#### [本文抜粋]
════════

ジーザス、エブリワン!キートンです。
わかりやすく知りたいなあ。。
こういった疑問にお答えします。
世界史などでも登場する、バビロン捕囚(ほしゅう)という出来事。
皆さんも、1度は聞いたことがあるのではないでしょうか?
何やらかなり不吉そうなネーミングでインパクトがあるので、耳に残りますよね。
だって”バビロン”だけでも強そうなのに、そこに”捕囚”というなんだかおぞましいワードまで付いてますからね!!
少なくとも、バルタン星人くらいのパワーワードレベルはあるでしょう。(知らんがな)
しかし、その内容をきちんと説明できる方が果たしてどれくらいいるでしょうか??
まさか、
くらいの知識で終わってないですよね。。?
いや、それくらいの内容だったらネーミングから大体想像つくわ!!大体、大昔って大雑把過ぎるだろ!!
と思わずツッコんでしまいたくなりますね。
そこでこの記事ではクリスチャンの僕が、そんなあなたのために、
聖書をもとにバビロン捕囚をわかりやすく解説したいと思います!
なぜ聖書かというと、バビロン捕囚について書かれている資料は聖書くらいしか残されていないからです。
それでは、
- バビロン捕囚とは?
- 聖書から見るバビロン捕囚の歴史
という内容でお届けしますね!
目次
バビロン捕囚(ほしゅう)とは?
バビロン捕囚とは、
前6世紀頃に南ユダ王国のイスラエル人(ユダヤ人)たちがバビロンなどの都市へ捕虜として連行された事件のことです。
捕囚という言葉は聞き慣れないかもしれませんが、戦争に負けて捕虜として敵国に連れて行かれることを指しますね。
- バビロン幽囚(ゆうしゅう)
- バビロンの幽囚
- バビロニア捕囚
とも呼ばれます。
南ユダ王国とは古代イスラエル民族の王国のことで、
当時中東で最強の国であった新バビロニア王国のネブカドネザル2世によって征服され、移住させられました。
バビロン捕囚によって南ユダ王国は滅ぼされることとなり、
首都エルサレムにあった大切な神殿(エルサレム神殿)も破壊されてしまうのです。
しかし、前538年になると、新バビロニア王国を滅ぼしたアケメネス朝ペルシャのキュロス2世によって、
イスラエル人はバビロン捕囚から解放されることになります。
ちなみに、バビロン捕囚が起こることは、ずっと前から旧約聖書にも預言されていました。
例えば、エレミヤ書には、
「この地はみな滅ぼされて荒れ地となる。そしてその国々は七十年の間バビロンの王に仕える。 12主は言われる、七十年の終った後に、わたしはバビロンの王と、その民と、カルデヤびとの地を、その罪のために罰し、永遠の荒れ地とする。」
(エレミヤ書25章11、12節)

════════

#### [資料]
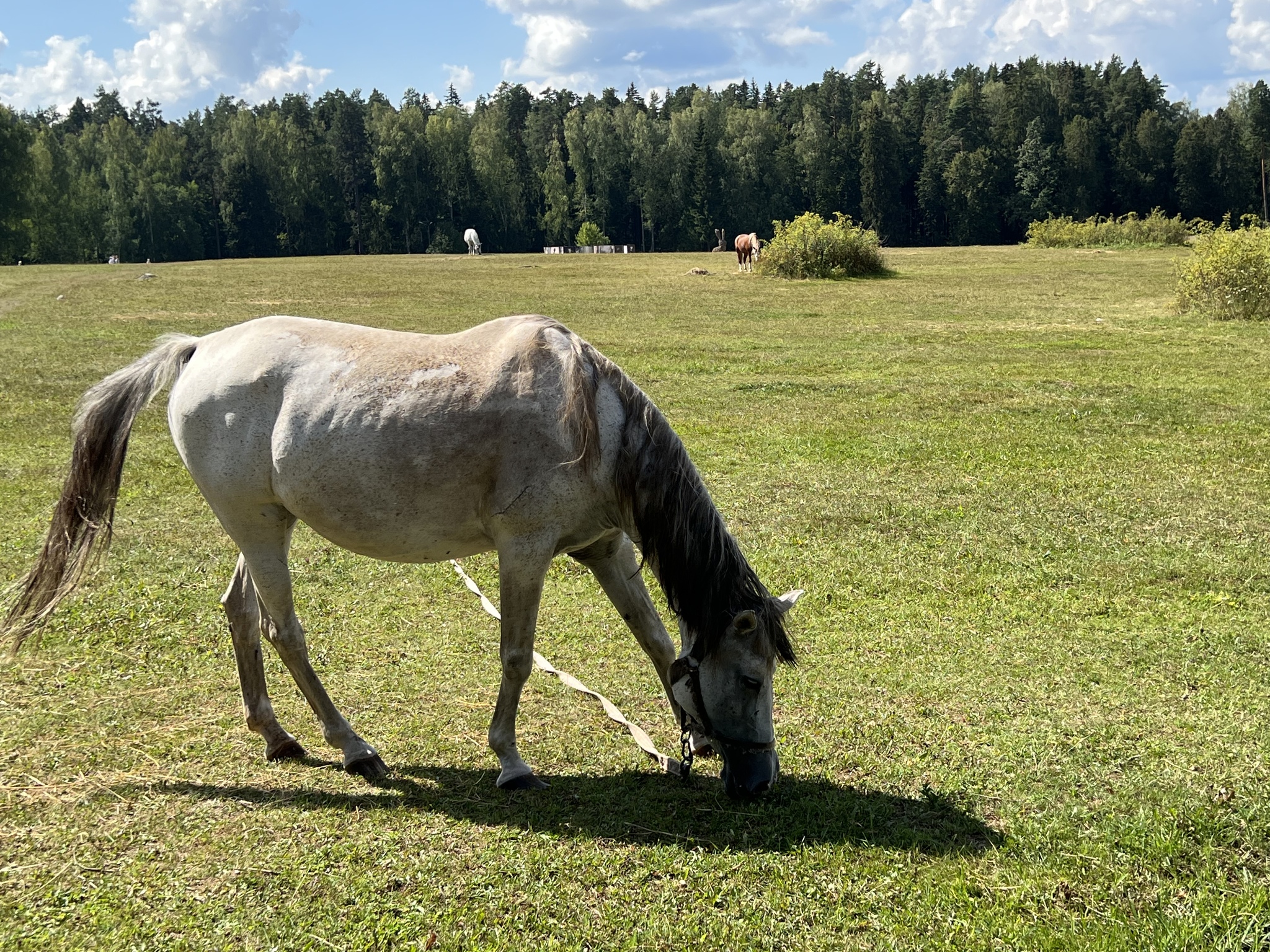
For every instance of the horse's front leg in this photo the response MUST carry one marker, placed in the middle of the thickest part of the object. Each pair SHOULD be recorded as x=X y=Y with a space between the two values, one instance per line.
x=522 y=568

════════

#### [課題]
バビロン捕囚の解説で「しかし、前538年になると」から始まる段落を、主な事実を残したまま短く書き直してもらえますか?

#### [解答例]
前538年、新バビロニア王国を滅ぼしたアケメネス朝ペルシャのキュロス2世により、イスラエル人はバビロン捕囚から解放された。